— What is asked —
Give the data a second time, exactly and in full.

— Provided material —
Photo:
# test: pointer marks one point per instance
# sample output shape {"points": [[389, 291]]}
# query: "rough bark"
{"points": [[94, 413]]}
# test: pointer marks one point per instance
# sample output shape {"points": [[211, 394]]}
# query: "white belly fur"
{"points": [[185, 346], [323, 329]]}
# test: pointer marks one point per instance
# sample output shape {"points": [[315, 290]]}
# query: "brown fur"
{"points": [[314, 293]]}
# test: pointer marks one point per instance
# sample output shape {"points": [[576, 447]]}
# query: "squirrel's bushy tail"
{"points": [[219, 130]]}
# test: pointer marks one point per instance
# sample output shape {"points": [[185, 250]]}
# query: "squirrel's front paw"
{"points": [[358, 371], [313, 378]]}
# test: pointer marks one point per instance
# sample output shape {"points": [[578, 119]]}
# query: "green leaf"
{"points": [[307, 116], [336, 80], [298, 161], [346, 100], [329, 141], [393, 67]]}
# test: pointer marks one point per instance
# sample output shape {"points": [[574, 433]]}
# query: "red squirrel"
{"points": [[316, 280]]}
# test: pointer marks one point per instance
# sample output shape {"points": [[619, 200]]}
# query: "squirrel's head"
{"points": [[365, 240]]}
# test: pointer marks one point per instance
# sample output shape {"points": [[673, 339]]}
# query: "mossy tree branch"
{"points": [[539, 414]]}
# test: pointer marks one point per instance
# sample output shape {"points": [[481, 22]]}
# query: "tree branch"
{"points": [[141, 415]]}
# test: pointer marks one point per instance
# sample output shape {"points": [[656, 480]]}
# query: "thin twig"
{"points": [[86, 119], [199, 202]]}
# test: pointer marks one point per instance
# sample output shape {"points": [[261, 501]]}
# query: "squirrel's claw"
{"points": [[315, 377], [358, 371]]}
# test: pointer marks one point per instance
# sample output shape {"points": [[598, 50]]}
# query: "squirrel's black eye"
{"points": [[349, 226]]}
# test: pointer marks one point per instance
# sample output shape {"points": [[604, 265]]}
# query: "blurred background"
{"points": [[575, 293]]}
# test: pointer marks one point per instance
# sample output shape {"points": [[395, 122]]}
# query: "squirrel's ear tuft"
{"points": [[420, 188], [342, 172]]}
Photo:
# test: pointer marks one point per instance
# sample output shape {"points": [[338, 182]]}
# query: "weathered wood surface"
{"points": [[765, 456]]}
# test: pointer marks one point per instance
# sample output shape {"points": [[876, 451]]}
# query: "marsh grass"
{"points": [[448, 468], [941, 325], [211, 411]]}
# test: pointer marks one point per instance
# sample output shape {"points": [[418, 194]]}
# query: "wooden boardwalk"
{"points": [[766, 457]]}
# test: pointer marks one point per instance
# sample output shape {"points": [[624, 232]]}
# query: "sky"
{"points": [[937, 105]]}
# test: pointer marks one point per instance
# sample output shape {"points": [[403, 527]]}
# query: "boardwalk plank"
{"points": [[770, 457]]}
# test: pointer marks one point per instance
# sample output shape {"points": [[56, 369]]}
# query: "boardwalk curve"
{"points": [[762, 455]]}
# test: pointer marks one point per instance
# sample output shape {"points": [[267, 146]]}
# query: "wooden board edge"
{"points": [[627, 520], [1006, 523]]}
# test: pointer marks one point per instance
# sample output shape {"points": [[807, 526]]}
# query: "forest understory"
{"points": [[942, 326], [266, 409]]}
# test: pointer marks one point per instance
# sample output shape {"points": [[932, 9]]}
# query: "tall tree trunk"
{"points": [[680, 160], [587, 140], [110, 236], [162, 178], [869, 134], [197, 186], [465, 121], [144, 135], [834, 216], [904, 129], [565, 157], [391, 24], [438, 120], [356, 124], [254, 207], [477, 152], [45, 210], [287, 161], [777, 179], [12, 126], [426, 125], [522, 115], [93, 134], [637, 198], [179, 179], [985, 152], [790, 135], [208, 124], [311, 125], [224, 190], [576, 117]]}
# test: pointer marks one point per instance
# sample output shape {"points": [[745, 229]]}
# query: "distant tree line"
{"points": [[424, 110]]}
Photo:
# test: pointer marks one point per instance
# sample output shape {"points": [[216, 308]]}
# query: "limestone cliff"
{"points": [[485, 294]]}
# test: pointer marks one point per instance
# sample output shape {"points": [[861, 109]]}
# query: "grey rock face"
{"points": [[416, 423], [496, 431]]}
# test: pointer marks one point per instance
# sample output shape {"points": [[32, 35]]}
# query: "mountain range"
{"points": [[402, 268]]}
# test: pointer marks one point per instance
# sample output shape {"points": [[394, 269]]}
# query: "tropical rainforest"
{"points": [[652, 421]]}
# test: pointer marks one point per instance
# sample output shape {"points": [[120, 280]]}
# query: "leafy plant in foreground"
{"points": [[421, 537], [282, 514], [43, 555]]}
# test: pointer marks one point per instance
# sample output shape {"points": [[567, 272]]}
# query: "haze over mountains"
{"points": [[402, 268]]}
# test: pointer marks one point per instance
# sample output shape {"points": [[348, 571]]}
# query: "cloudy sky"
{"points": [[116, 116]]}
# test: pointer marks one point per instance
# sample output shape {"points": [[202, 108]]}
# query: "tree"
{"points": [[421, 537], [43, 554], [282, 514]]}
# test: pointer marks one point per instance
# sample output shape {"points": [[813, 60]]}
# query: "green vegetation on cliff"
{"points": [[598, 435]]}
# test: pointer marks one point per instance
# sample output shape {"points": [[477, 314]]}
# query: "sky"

— Answer for the task —
Photo:
# test: pointer marks one point per instance
# sample output shape {"points": [[389, 291]]}
# query: "rough bark"
{"points": [[94, 413]]}
# test: pointer marks one point per instance
# sample output shape {"points": [[211, 394]]}
# query: "white belly fur"
{"points": [[185, 346], [323, 329]]}
# test: pointer marks one point per instance
# sample output shape {"points": [[315, 290]]}
# query: "brown fur"
{"points": [[314, 293]]}
# test: pointer marks one point per instance
# sample output shape {"points": [[576, 447]]}
# query: "squirrel's bushy tail"
{"points": [[219, 130]]}
# test: pointer marks one point per instance
# sample output shape {"points": [[185, 250]]}
# query: "squirrel's front paw"
{"points": [[358, 371], [313, 378]]}
# test: pointer marks one point per instance
# sample output shape {"points": [[578, 119]]}
# query: "green leaf"
{"points": [[307, 116], [336, 80], [298, 161], [346, 100], [329, 141], [393, 67]]}
# test: pointer marks one point per instance
# sample output shape {"points": [[574, 433]]}
# query: "red squirrel"
{"points": [[316, 280]]}
# test: pointer marks one point per instance
# sample output shape {"points": [[619, 200]]}
# query: "squirrel's head"
{"points": [[365, 240]]}
# test: pointer marks one point per instance
# sample output shape {"points": [[673, 339]]}
# query: "mossy tree branch"
{"points": [[539, 414]]}
# test: pointer marks one point per instance
# sample output shape {"points": [[481, 22]]}
# query: "tree branch"
{"points": [[141, 415]]}
# test: pointer marks one point per instance
# sample output shape {"points": [[656, 480]]}
# query: "thin twig"
{"points": [[86, 119], [199, 202]]}
# test: pointer marks one point per instance
# sample output shape {"points": [[261, 501]]}
# query: "squirrel's claw"
{"points": [[315, 377], [358, 371]]}
# test: pointer marks one point per instance
# sample output shape {"points": [[598, 50]]}
# query: "squirrel's black eye"
{"points": [[349, 226]]}
# test: pointer marks one point per instance
# sample output shape {"points": [[604, 265]]}
# query: "blurred background"
{"points": [[575, 293]]}
# test: pointer marks one point per instance
# sample output shape {"points": [[395, 122]]}
# query: "squirrel's ear tuft"
{"points": [[420, 188], [342, 172]]}
Photo:
# test: pointer marks one point per instance
# sample output shape {"points": [[338, 182]]}
# query: "weathered wood surface"
{"points": [[765, 456]]}
# test: pointer marks one point per instance
# sample output shape {"points": [[876, 451]]}
# query: "marsh grass"
{"points": [[448, 468], [941, 325], [211, 411]]}
# test: pointer marks one point per instance
# sample output shape {"points": [[418, 194]]}
# query: "wooden boardwalk"
{"points": [[766, 457]]}
# test: pointer marks one point per instance
# sample output shape {"points": [[624, 232]]}
# query: "sky"
{"points": [[937, 105]]}
# test: pointer marks one point per instance
# sample output shape {"points": [[403, 527]]}
# query: "boardwalk plank"
{"points": [[770, 457]]}
# test: pointer marks one point per instance
# sample output shape {"points": [[56, 369]]}
# query: "boardwalk curve"
{"points": [[762, 455]]}
# test: pointer marks one point per instance
# sample output shape {"points": [[267, 146]]}
# query: "wooden board edge"
{"points": [[627, 520], [1006, 523]]}
# test: pointer marks one point per instance
# sample output shape {"points": [[807, 526]]}
# query: "forest understory"
{"points": [[942, 326], [266, 409]]}
# test: pointer marks one point per instance
# sample output shape {"points": [[932, 9]]}
# query: "tall tree trunk"
{"points": [[680, 160], [587, 140], [110, 236], [162, 178], [869, 134], [197, 186], [465, 121], [144, 135], [834, 216], [904, 129], [565, 157], [391, 24], [438, 120], [356, 124], [254, 207], [477, 152], [45, 210], [287, 161], [777, 179], [12, 126], [426, 125], [522, 115], [93, 134], [637, 198], [179, 179], [985, 152], [790, 135], [208, 124], [311, 125], [224, 190], [576, 117]]}
# test: pointer marks one point per instance
# sample output shape {"points": [[745, 229]]}
# query: "distant tree line"
{"points": [[424, 110]]}
Photo:
# test: pointer marks one point per instance
# sample output shape {"points": [[216, 308]]}
# query: "limestone cliff"
{"points": [[485, 294]]}
# test: pointer marks one point per instance
# sample output shape {"points": [[861, 109]]}
# query: "grey rock face"
{"points": [[416, 423], [496, 431]]}
# test: pointer marks one point per instance
# sample output shape {"points": [[32, 35]]}
# query: "mountain range"
{"points": [[402, 268]]}
# test: pointer marks one point per instance
# sample output shape {"points": [[394, 269]]}
# query: "tropical rainforest"
{"points": [[652, 421]]}
# test: pointer marks one point per instance
# sample output shape {"points": [[120, 280]]}
# query: "leafy plant in foreground"
{"points": [[421, 537], [282, 514], [43, 555]]}
# test: pointer marks one point per instance
# sample output shape {"points": [[567, 272]]}
# query: "haze over mountains"
{"points": [[402, 268]]}
# test: pointer marks one point per instance
# sample output shape {"points": [[348, 571]]}
# query: "cloudy sky"
{"points": [[116, 116]]}
# test: pointer marks one point per instance
# sample output shape {"points": [[202, 108]]}
# query: "tree"
{"points": [[421, 537], [43, 554], [282, 514]]}
# test: pointer marks one point per instance
# sample output shape {"points": [[813, 60]]}
# query: "green vegetation on cliff"
{"points": [[598, 435]]}
# test: pointer marks one point per instance
# sample output shape {"points": [[477, 314]]}
# query: "sky"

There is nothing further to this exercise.